** Extracted text **

The biological impacts of laser radiation on human body are closely related to the wavelength, irradiance, and exposure duration. Laser radiation spans wavelengths from about 10,000 nanometers (nm) to approximately 200 nm, encompassing the infrared, visible light, and short-wavelength ultraviolet (UV) regions.

The specific health hazards associated with laser radiation primarily arise from the exceptionally high power density and intense collimation (focusing) of the laser beam. Given the limited penetration depth of optical radiation in biological tissue, its primary impact is on the skin and eyes. The eyes, in particular, faces greater vulnerability due to their unique optical properties.

Effect on Biological Tissue

The impact of laser radiation on biological tissue varies based on factors such as wavelength, intensity, duration of exposure. It also depends on the tissue properties affecting how the radiation is absorbed, scattered, and reflected.

Water, prevalent in biological tissue, strongly absorbs short- and long-wavelength laser radiation, particularly in the UV and longer-wavelength infrared regions. In the visible and near-infrared spectrum, absorption depends on haemoglobin and melanin content. The tissue response type and magnitude relies on irradiance and exposure duration.

Extended exposures in the minutes range and irradiances in watts per square centimeter induce photochemical effects. Visible or infrared light absorption by biological molecules can generate reactive radicals that damages substances like DNA or proteins. UV laser radiation can directly harm DNA, potentially leading to genetic mutations and an increased cancer risk.

For medium to short exposure times (seconds to milliseconds) and irradiances (from a few to around 1 megawatt per square centimeter), thermal effects manifest. These effects range from tissue warming to protein denaturation, water boiling, tissue charring, and blackening. Therapeutically, this thermal effect finds application in laser surgery.

Very brief exposures (nanoseconds to microseconds) and high irradiances (megawatts to 1 gigawatt per square centimeter) cause almost explosive vaporization of tissue, with minimal heating of surrounding areas. This effect is utilized in targeted treatments, such as correcting eye defects in ophthalmology.

Extremely high irradiances (gigawatts to terawatts per square centimeter) result in plasma formation within tissue, generating a shock wave that mechanically destroys the tissue. This process is employed in lithotripsy, breaking down kidney stones and gallstones.

Effect on the Eye

Due to its distinctive optical characteristics, the eye exhibits heightened sensitivity to optical radiation, including laser radiation.

  • Eyesight: Visible and short-wavelength infrared radiation are crucial for eyesight, as they penetrate the cornea, lens, and vitreous body to reach the retina. Conversely, UV and far-infrared radiation are absorbed by the cornea or lens.
  • Focusing of Light: The eye's image-forming properties focus on visible and near-infrared light, similar to a magnifying glass concentrating sunlight. This effect intensifies the laser beam's power density by a factor of 10,000 to 500,000, reaching up to 12.5 megawatts per square meter at the retina, exacerbating the inherent high power density.

** Task **
Extend the text on laser radiation's effects on the body, starting after its last sentence.

** Dataset records **
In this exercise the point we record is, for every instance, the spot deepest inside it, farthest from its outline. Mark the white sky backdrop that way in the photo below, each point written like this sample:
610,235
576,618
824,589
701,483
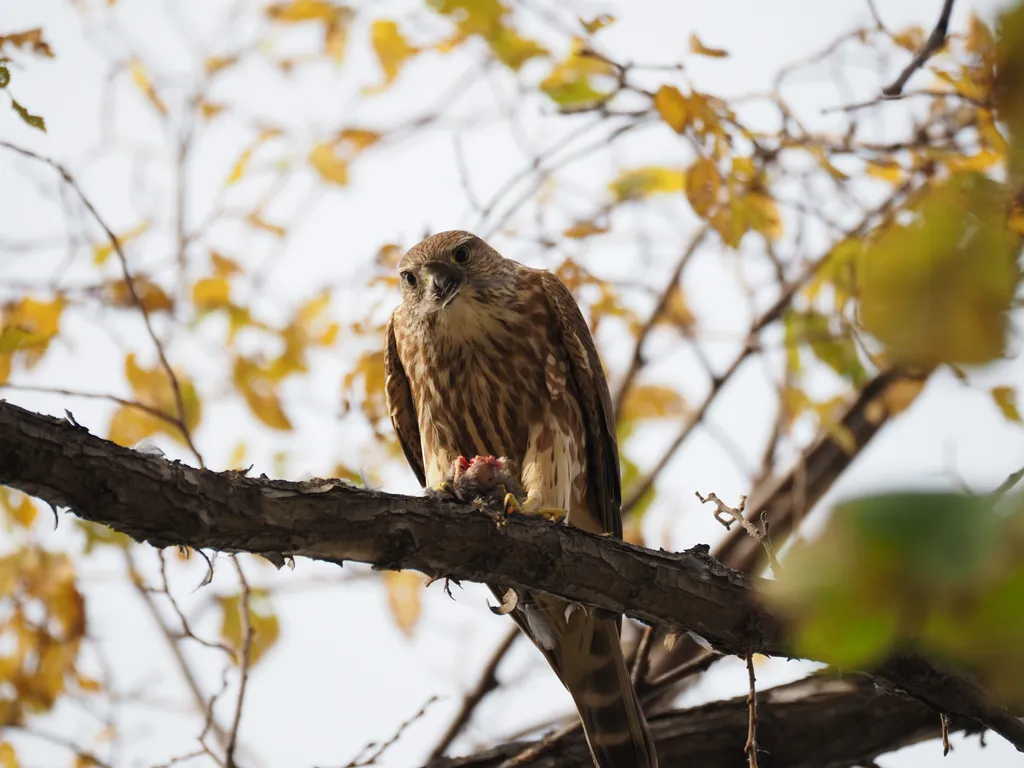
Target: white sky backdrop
342,674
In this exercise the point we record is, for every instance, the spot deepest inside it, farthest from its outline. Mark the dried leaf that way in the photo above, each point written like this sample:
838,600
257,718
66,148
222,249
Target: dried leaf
576,80
651,401
404,590
329,165
582,229
697,47
391,48
1006,398
643,182
211,293
671,104
702,184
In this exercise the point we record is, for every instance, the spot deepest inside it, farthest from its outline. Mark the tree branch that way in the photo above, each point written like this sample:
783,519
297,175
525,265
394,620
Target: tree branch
169,503
852,725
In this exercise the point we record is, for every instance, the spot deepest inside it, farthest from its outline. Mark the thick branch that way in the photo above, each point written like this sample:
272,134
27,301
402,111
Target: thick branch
165,503
852,725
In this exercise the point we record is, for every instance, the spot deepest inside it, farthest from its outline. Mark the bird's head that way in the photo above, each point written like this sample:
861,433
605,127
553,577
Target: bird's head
455,271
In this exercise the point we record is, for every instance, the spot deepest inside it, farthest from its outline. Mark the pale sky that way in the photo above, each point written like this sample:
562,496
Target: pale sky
342,674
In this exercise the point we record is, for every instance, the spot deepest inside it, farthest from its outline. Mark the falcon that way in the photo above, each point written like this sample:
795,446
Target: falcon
487,357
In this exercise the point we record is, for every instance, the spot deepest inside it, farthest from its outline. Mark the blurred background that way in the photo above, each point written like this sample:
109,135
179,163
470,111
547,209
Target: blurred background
752,231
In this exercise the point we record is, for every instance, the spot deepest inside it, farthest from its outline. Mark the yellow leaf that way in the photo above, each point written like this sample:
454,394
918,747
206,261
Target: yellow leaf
643,182
258,389
697,47
1006,398
213,65
239,169
142,82
211,293
102,252
210,110
887,170
403,597
651,401
598,23
584,229
302,10
702,184
576,80
151,296
223,266
7,757
329,165
671,104
391,48
257,220
263,623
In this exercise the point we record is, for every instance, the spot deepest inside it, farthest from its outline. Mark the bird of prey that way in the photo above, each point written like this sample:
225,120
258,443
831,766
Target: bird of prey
487,357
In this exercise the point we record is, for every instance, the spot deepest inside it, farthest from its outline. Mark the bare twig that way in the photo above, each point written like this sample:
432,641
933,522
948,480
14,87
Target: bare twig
728,515
546,743
751,748
639,670
244,662
373,758
486,683
129,282
933,44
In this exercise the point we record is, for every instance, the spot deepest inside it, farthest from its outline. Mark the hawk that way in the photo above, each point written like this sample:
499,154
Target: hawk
488,357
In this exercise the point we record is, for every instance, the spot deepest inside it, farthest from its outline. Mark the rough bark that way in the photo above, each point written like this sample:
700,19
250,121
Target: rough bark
818,722
168,503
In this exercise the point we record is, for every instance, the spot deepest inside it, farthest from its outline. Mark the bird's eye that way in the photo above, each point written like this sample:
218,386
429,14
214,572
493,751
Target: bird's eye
461,254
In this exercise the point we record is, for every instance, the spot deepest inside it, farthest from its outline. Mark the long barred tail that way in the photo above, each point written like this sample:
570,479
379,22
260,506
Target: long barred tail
612,720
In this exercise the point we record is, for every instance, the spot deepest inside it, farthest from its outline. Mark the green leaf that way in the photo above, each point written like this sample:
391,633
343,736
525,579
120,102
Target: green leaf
34,120
1006,398
938,289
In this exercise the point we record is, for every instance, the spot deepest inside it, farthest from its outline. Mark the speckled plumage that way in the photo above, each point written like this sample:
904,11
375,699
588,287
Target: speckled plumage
486,356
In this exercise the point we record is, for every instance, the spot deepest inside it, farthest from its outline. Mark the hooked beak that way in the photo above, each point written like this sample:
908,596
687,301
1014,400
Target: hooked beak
443,281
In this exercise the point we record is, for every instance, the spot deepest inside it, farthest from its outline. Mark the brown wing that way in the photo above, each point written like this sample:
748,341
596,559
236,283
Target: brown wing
400,407
591,390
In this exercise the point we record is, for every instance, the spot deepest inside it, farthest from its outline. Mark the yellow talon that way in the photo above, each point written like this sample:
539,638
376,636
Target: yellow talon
553,514
444,487
512,505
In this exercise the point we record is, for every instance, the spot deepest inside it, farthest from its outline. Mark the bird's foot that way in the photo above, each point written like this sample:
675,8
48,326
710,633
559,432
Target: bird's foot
512,506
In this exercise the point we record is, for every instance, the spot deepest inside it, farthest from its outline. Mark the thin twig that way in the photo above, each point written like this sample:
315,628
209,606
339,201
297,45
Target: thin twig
356,763
727,515
244,664
486,683
751,748
639,671
536,750
636,358
683,671
129,282
934,43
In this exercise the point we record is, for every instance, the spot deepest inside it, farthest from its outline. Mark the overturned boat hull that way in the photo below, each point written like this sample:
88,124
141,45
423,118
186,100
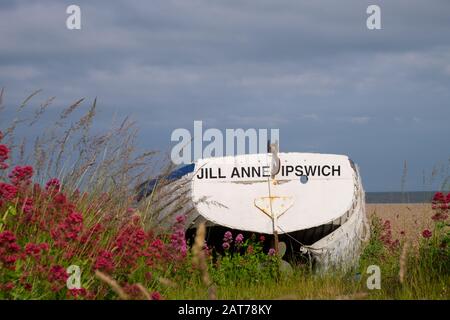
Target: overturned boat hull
314,202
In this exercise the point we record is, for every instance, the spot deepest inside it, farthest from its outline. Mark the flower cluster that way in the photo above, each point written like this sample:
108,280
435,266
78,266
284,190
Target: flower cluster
440,205
21,176
4,155
178,239
7,193
9,250
227,240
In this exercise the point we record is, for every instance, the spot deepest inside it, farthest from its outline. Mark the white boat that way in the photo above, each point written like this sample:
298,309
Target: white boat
313,202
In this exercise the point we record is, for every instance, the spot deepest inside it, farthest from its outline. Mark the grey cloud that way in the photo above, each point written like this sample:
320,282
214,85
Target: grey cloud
311,69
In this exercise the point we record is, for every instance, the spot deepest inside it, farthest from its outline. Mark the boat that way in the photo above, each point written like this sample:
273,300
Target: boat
313,203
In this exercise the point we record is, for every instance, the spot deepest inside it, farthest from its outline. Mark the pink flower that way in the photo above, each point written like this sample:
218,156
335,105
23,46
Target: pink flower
439,217
239,239
4,153
57,273
7,191
53,185
21,175
426,233
228,237
104,261
156,295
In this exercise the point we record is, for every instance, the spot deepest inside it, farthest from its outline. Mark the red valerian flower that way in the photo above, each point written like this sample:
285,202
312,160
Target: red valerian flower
21,175
9,249
7,191
104,262
8,286
53,185
156,295
4,155
426,233
440,216
57,273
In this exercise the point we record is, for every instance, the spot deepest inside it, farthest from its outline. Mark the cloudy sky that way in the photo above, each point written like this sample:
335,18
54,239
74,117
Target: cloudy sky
310,68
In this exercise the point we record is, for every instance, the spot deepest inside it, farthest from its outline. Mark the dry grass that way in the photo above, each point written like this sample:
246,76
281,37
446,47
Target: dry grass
412,219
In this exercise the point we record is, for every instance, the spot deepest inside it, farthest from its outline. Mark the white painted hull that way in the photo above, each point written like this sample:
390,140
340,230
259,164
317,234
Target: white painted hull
328,208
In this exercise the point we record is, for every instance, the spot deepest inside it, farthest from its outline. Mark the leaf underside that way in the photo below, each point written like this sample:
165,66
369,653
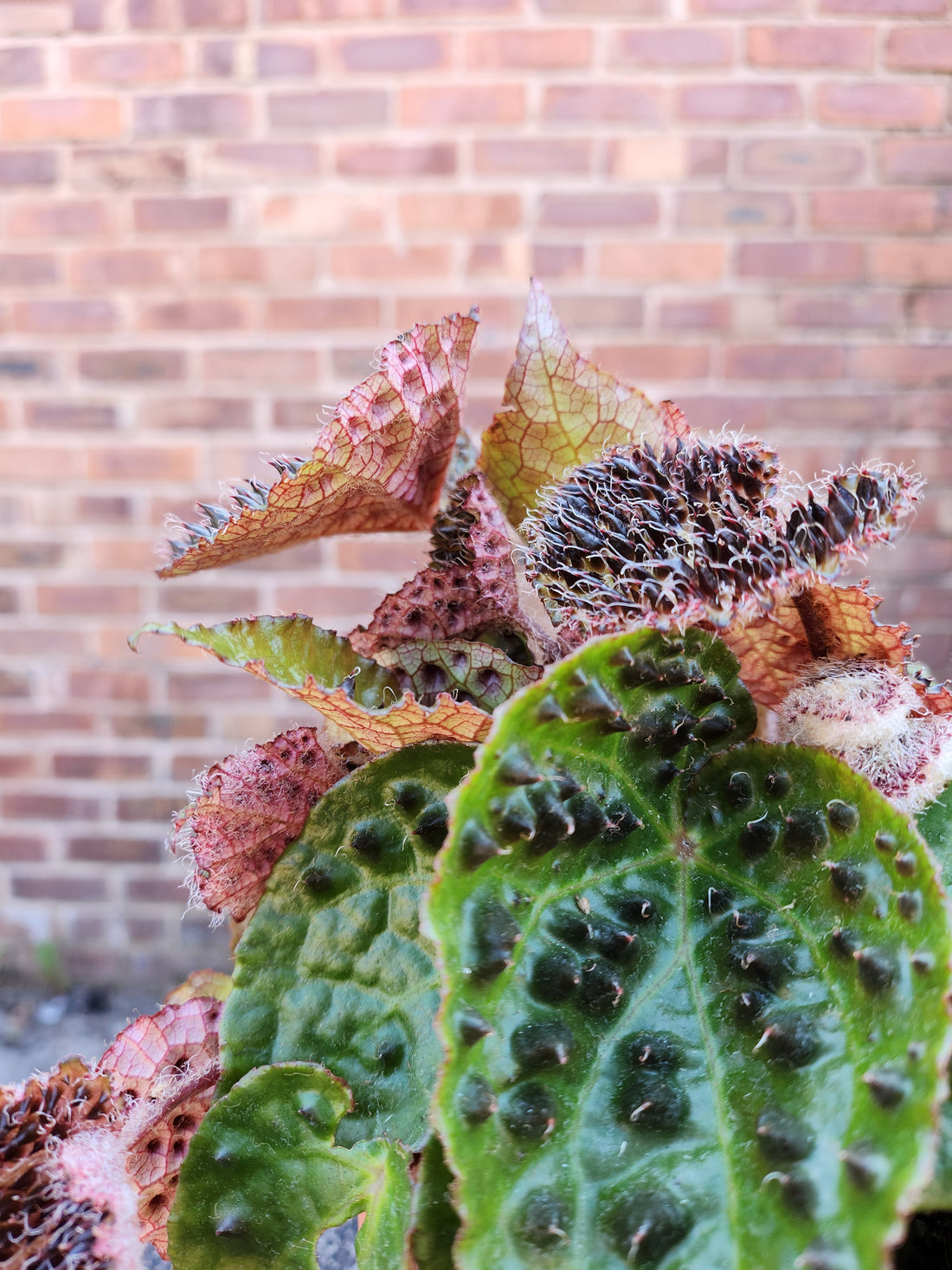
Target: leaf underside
704,1028
333,967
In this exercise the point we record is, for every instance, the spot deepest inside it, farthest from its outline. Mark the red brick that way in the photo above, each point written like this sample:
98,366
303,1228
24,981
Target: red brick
881,105
268,366
663,261
132,267
470,103
73,891
677,48
399,162
783,362
27,168
595,211
861,310
532,155
392,52
919,48
739,103
180,215
128,168
102,767
198,114
576,105
64,317
917,159
128,64
60,119
873,211
202,414
740,212
70,416
328,108
138,851
21,65
536,48
280,59
57,219
27,269
320,313
903,364
132,364
801,160
197,314
811,48
215,13
801,261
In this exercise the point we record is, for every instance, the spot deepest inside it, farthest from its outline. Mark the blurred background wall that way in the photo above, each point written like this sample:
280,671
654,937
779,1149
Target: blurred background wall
215,210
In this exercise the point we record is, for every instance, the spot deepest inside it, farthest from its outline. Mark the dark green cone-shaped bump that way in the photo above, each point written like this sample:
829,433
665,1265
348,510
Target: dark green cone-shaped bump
263,1179
333,967
710,1038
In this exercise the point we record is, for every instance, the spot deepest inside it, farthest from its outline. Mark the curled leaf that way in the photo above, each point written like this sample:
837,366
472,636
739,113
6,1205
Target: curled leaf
559,410
248,809
377,465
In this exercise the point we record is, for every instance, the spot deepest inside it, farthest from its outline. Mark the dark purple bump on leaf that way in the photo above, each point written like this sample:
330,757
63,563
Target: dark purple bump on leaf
758,837
471,1027
432,826
516,767
713,725
740,790
476,845
910,905
886,1086
807,832
842,816
777,783
536,1046
475,1099
550,712
782,1138
878,968
544,1222
848,879
646,1226
234,1226
601,990
845,943
905,864
555,977
791,1041
528,1112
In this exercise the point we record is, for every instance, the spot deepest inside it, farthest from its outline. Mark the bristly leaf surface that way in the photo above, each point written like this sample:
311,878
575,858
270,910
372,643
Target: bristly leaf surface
695,990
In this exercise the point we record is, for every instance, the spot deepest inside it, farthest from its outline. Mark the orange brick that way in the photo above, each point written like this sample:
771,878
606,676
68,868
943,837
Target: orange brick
60,119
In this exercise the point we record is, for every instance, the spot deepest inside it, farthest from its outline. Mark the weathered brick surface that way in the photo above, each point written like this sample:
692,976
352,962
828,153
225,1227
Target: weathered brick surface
215,211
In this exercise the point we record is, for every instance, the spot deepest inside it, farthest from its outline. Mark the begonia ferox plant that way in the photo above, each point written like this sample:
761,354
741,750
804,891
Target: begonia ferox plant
598,921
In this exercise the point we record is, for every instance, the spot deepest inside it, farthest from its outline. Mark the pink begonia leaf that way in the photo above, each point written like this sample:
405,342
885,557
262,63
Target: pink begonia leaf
377,465
560,410
249,808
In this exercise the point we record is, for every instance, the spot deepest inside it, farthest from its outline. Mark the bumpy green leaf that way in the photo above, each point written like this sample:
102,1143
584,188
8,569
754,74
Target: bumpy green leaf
695,1011
333,967
263,1179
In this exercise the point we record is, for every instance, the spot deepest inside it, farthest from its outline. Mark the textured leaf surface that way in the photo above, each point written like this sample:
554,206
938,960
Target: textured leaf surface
333,967
557,410
823,622
470,671
264,1179
249,808
696,1015
377,465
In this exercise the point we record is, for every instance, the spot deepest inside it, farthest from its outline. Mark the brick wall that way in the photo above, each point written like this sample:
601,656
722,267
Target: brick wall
215,210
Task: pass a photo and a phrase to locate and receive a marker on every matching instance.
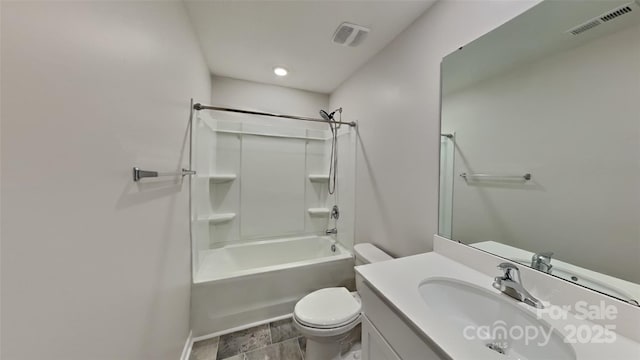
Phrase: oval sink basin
(493, 323)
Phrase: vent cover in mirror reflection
(608, 16)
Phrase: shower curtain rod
(199, 106)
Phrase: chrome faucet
(511, 284)
(542, 261)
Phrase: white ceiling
(247, 39)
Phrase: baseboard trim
(186, 351)
(237, 328)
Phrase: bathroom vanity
(442, 305)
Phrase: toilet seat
(327, 308)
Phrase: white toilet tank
(368, 253)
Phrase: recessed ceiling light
(280, 71)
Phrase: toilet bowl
(326, 317)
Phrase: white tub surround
(254, 282)
(430, 327)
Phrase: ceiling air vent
(608, 16)
(350, 34)
(617, 12)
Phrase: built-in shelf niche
(218, 218)
(319, 211)
(319, 177)
(219, 178)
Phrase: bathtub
(239, 285)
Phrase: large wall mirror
(540, 144)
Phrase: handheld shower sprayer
(333, 162)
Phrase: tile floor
(278, 340)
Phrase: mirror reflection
(540, 145)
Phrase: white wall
(268, 98)
(93, 265)
(570, 119)
(395, 97)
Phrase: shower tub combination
(242, 285)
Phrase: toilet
(326, 317)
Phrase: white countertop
(398, 281)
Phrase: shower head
(327, 117)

** Task output **
  • Retinal Damage: Laser focusing can lead to retinal damage, often unnoticed initially. Coagulated blood spots and damaged capillaries may result in visual field defects. Severe consequences include retinal detachment or significant intraocular bleeding. Damage to the macula, responsible for sharp vision, can severely impair visual acuity and color perception, while laser impact on the blind spot may cause total blindness.
  • Damage to the Cornea and Conjunctiva: UV laser radiation predominantly affects the cornea, conjunctiva, and lens. At lower irradiances, this can induce painful inflammation, such as photokeratitis and photoconjunctivitis. Higher intensities may cause reversible corneal clouding, while irreversible clouding and cataracts may occur at approximately 50 kilojoules per square meter.
  • Cataracts are also a risk in the longer-wavelength infrared region, whereas wavelengths around 2,500 nanometers primarily damage the cornea.

Effect on the Skin

The skin generally exhibits greater resistance to laser radiation than the eyes and tolerates significantly higher intensities. The impact on distinct skin layers depends on the radiation's penetration depth, which varies with wavelength.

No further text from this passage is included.